The problem ->
Reproduce, character for character, the stretch of the listing below from the line containing "Target: golden brown crust" through the end of the listing.

- - - - - - -

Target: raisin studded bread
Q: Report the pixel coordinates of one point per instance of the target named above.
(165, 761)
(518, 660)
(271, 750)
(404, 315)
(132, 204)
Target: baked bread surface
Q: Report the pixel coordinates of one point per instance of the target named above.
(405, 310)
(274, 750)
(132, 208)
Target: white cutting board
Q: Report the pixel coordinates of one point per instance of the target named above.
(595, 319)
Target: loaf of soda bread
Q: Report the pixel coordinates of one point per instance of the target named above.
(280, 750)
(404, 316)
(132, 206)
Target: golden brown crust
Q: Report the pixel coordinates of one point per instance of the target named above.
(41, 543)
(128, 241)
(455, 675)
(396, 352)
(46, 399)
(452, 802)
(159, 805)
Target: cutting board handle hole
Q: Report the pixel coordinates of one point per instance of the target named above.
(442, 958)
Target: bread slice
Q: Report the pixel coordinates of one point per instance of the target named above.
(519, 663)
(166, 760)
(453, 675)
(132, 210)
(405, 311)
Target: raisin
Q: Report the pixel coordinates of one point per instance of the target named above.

- - - - - - -

Task response ->
Target: golden brown crust
Q: Report the pixel coordinates of one point per instance of the target named above.
(41, 543)
(128, 241)
(455, 675)
(396, 352)
(46, 399)
(452, 802)
(159, 805)
Target: cutting board handle hole
Q: Report the pixel coordinates of one point per instance of the target named above.
(442, 958)
Target: bread slice
Q: Report the pixel coordinates of one point per instance of the target named above.
(519, 663)
(166, 760)
(453, 675)
(132, 210)
(405, 311)
Target: raisin
Q: Report the pixel coordinates of one point per instance of the target named above.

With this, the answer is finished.